Description of the task:
Rewrite the records below with "one per instance" changed to "one for each instance" wherever it occurs, keeping all other text the same. Omit the pictures from your answer.

[Part of a data file]

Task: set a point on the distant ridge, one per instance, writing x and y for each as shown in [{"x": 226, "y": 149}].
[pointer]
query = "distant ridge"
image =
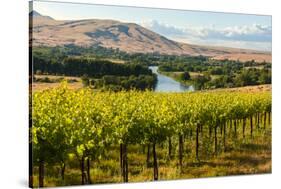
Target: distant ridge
[{"x": 128, "y": 37}]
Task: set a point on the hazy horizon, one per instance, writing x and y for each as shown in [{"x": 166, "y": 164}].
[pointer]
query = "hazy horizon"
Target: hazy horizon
[{"x": 193, "y": 27}]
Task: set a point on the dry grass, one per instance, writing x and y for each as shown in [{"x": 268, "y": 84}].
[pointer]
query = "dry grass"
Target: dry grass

Written response:
Task: set a point on the distant ridge, one for each instance, writing x and y for each as shown in [{"x": 226, "y": 149}].
[pointer]
query = "distant ridge"
image =
Target: distant ridge
[{"x": 128, "y": 37}]
Task: set a point on the hazy horizon, one for each instance, writing x and y for each as shown in [{"x": 166, "y": 164}].
[pointer]
query = "hazy horizon"
Target: hazy horizon
[{"x": 193, "y": 27}]
Task: set a point on the dry grass, one for each instance, writing x and y for each as shown in [{"x": 268, "y": 84}].
[pointer]
query = "dry grass"
Target: dry grass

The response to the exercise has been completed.